§ EXERCISE DETAILS: All lines from the one with "For each instance of the wrought" to the end of the data: return those exactly, and only those.

Records from a data source
Segment Open
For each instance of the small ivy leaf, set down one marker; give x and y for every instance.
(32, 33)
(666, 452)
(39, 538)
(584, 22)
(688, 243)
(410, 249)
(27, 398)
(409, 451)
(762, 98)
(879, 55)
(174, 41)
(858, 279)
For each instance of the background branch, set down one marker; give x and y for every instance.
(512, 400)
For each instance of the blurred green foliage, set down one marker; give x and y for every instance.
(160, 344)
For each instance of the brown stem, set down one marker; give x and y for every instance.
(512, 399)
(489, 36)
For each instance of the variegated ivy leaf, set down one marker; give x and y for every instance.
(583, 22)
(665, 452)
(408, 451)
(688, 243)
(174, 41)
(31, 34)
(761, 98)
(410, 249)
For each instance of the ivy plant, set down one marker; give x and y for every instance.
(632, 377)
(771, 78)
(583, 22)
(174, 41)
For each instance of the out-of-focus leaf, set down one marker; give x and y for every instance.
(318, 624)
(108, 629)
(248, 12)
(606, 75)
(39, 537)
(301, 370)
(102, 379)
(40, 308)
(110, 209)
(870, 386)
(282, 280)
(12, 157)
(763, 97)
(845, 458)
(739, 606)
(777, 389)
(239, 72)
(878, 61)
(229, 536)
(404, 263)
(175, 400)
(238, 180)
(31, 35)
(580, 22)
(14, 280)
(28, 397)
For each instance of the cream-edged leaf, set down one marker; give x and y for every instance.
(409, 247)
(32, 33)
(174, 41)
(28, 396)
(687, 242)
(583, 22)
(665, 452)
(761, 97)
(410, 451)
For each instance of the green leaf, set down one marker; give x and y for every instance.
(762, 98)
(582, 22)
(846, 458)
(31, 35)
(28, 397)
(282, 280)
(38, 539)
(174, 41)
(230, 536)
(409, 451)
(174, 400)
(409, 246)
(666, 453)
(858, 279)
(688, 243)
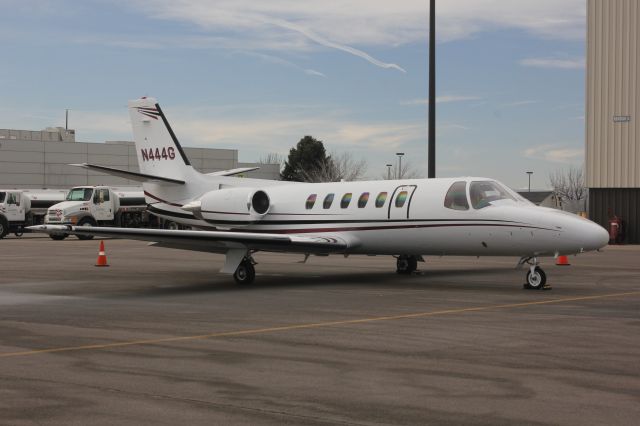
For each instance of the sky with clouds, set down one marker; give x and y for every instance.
(259, 75)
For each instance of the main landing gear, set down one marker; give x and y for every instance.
(245, 273)
(536, 278)
(406, 265)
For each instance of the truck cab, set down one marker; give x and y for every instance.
(20, 208)
(99, 206)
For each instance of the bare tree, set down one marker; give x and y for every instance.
(569, 184)
(337, 167)
(407, 172)
(272, 158)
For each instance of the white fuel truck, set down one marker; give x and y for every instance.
(25, 207)
(100, 206)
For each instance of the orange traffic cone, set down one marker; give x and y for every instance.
(102, 258)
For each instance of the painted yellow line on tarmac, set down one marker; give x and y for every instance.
(310, 325)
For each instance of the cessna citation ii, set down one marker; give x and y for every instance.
(407, 219)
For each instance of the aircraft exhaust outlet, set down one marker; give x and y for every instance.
(260, 202)
(232, 206)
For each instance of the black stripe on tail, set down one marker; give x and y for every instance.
(173, 136)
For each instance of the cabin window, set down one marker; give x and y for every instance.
(401, 198)
(363, 200)
(311, 201)
(12, 199)
(483, 193)
(456, 197)
(328, 200)
(346, 200)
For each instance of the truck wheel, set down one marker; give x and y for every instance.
(4, 228)
(86, 222)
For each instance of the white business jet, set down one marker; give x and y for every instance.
(405, 218)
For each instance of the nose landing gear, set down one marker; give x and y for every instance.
(536, 278)
(406, 265)
(245, 273)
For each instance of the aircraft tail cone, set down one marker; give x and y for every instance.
(102, 257)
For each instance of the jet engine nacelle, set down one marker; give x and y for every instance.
(234, 206)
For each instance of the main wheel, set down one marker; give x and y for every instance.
(4, 228)
(536, 278)
(246, 273)
(86, 222)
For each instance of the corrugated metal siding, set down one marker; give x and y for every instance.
(622, 202)
(613, 82)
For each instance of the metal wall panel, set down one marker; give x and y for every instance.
(613, 82)
(622, 202)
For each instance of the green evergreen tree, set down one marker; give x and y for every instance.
(308, 155)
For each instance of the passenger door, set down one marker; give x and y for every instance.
(401, 202)
(102, 205)
(15, 209)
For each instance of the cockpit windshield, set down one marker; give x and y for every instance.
(483, 193)
(80, 194)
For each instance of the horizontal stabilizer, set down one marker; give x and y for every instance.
(139, 177)
(233, 171)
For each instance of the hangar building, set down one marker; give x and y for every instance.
(613, 113)
(40, 159)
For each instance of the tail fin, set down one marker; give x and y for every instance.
(158, 150)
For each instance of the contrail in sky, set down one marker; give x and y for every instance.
(328, 43)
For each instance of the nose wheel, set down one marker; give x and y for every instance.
(406, 264)
(245, 273)
(536, 278)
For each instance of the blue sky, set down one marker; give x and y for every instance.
(257, 76)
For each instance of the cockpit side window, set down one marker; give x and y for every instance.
(311, 200)
(456, 197)
(484, 192)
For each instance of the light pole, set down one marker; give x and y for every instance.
(431, 172)
(399, 174)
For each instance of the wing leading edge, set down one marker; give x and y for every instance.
(211, 241)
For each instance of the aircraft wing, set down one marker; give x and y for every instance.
(211, 241)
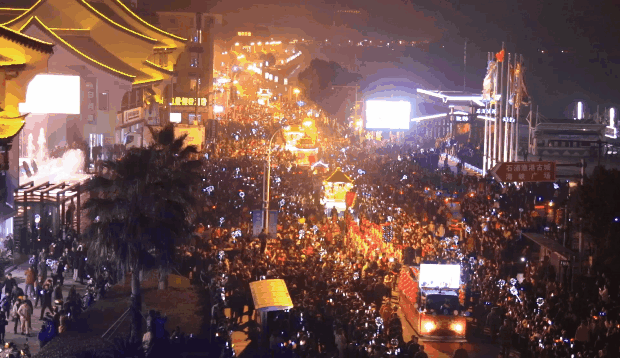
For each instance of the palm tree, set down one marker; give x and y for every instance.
(140, 206)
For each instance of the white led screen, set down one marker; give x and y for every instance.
(52, 94)
(440, 276)
(175, 117)
(388, 115)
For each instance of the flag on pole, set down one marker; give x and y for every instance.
(488, 85)
(514, 84)
(500, 55)
(521, 97)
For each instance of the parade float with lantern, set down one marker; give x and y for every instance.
(336, 191)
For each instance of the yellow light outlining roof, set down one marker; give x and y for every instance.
(164, 69)
(65, 29)
(80, 52)
(148, 81)
(116, 23)
(165, 47)
(26, 36)
(119, 2)
(10, 126)
(24, 14)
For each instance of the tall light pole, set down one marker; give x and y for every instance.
(267, 183)
(356, 90)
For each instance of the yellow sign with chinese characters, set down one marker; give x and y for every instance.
(189, 101)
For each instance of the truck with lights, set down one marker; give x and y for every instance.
(432, 299)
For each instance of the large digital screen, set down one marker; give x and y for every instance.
(52, 94)
(440, 276)
(388, 115)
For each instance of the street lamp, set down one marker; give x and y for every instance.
(267, 185)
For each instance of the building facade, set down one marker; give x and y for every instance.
(122, 63)
(22, 58)
(190, 97)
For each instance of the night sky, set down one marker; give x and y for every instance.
(555, 80)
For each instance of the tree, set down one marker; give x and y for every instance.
(598, 207)
(140, 206)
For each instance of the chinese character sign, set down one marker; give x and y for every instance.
(524, 171)
(189, 101)
(89, 100)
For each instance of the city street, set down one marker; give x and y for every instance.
(19, 275)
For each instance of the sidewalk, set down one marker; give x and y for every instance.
(19, 274)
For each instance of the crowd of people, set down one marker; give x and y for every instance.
(341, 269)
(440, 216)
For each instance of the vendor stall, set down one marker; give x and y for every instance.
(335, 189)
(269, 296)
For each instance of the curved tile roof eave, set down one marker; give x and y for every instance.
(42, 26)
(27, 12)
(159, 68)
(141, 20)
(26, 40)
(115, 24)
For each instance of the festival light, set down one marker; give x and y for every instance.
(52, 94)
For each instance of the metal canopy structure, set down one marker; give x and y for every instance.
(57, 195)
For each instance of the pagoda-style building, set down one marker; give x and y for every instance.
(21, 59)
(125, 65)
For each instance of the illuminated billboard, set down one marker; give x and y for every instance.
(387, 115)
(440, 276)
(52, 94)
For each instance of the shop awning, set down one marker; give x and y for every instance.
(338, 177)
(270, 295)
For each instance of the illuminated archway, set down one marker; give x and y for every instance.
(52, 94)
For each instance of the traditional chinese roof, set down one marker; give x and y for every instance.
(338, 177)
(103, 11)
(154, 28)
(26, 40)
(92, 49)
(84, 46)
(9, 62)
(10, 126)
(8, 14)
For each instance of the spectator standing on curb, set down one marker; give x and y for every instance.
(421, 353)
(9, 284)
(505, 336)
(30, 280)
(25, 315)
(37, 291)
(43, 267)
(46, 300)
(3, 324)
(15, 314)
(460, 352)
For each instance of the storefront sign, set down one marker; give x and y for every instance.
(89, 101)
(132, 115)
(524, 171)
(486, 111)
(189, 101)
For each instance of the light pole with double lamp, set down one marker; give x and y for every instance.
(267, 183)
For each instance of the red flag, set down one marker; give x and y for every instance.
(500, 56)
(350, 198)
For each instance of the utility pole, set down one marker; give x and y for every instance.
(465, 66)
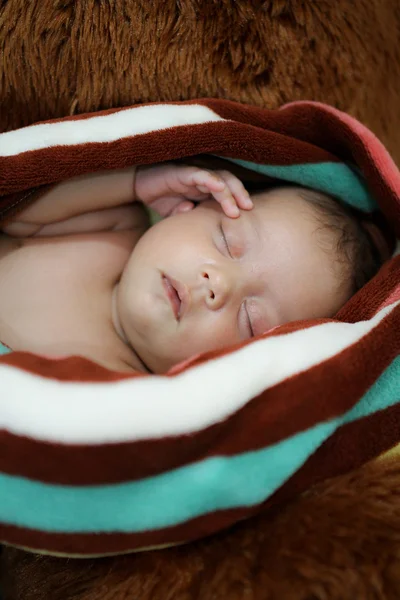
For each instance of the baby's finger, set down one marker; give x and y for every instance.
(237, 190)
(211, 183)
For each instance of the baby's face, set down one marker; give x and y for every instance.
(235, 277)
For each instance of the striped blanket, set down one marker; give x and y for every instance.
(94, 462)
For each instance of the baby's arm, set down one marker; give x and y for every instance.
(106, 201)
(81, 195)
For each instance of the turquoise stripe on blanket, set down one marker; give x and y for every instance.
(4, 349)
(182, 494)
(337, 179)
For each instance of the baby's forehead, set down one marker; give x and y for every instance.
(284, 196)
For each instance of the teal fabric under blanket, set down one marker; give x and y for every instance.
(4, 349)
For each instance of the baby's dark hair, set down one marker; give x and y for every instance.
(356, 252)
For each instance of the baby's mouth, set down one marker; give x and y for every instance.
(172, 295)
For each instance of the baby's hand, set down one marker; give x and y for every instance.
(170, 189)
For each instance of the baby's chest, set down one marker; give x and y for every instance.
(55, 288)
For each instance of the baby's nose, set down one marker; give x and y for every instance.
(217, 286)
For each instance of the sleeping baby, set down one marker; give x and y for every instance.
(83, 273)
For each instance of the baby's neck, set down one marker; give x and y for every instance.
(136, 363)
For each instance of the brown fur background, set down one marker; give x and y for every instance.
(62, 57)
(342, 541)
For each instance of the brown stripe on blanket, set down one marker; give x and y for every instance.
(258, 424)
(352, 445)
(355, 440)
(57, 163)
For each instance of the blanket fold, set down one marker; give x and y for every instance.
(94, 462)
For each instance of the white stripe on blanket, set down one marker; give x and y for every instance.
(105, 128)
(157, 406)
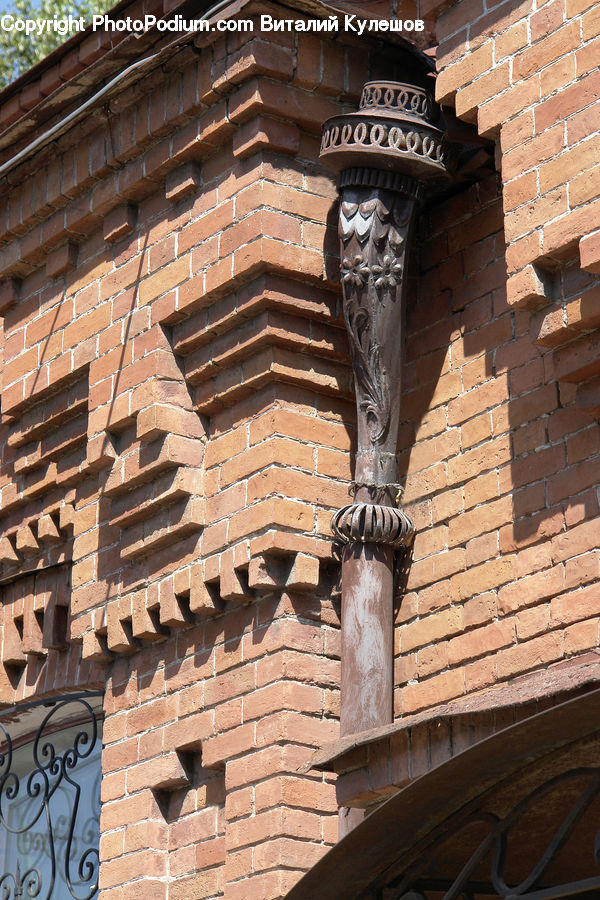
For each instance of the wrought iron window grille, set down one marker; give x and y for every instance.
(50, 798)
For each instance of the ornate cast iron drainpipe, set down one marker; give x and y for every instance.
(389, 152)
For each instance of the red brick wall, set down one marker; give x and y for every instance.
(502, 479)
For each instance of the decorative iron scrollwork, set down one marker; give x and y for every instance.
(494, 846)
(48, 841)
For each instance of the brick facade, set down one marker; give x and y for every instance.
(178, 423)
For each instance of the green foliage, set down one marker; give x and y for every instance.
(19, 51)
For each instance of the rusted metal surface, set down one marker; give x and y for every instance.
(372, 860)
(395, 128)
(386, 149)
(367, 621)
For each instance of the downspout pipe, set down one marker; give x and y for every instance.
(389, 153)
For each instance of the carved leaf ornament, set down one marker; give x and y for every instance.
(372, 232)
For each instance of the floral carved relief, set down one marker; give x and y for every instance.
(373, 229)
Segment Closed
§ RESULT OF THIS EXERCISE:
For each instance of the wrought iron window grille, set down one marker; give x and y for every instance.
(50, 798)
For each instance of the ornate cast iron drainpipe, set down one marker; give x and y for every instance.
(389, 152)
For each instance of the red brick wall, set down one marker; give x and y for every instance.
(502, 479)
For each instance of the decorative iron scrollwork, set down one marker; give x and y for every instance.
(494, 846)
(48, 841)
For each instance of the brick facade, set down one marker; give x and y for every instance.
(178, 423)
For each instance of the green foliage, set down one marker; give x and y for every instance.
(19, 51)
For each instance of the rusted metal surface, set down one marker; give x and y for every instance.
(372, 860)
(395, 128)
(386, 149)
(367, 621)
For each instance of the downspout pipe, set down one marker; give x and y for every instance.
(389, 153)
For each instance of the carved leaf ornament, set down one marker; give x and y for every instance.
(372, 232)
For each instance of the floral carved relief, set down one marker; give x and y for every instance.
(373, 229)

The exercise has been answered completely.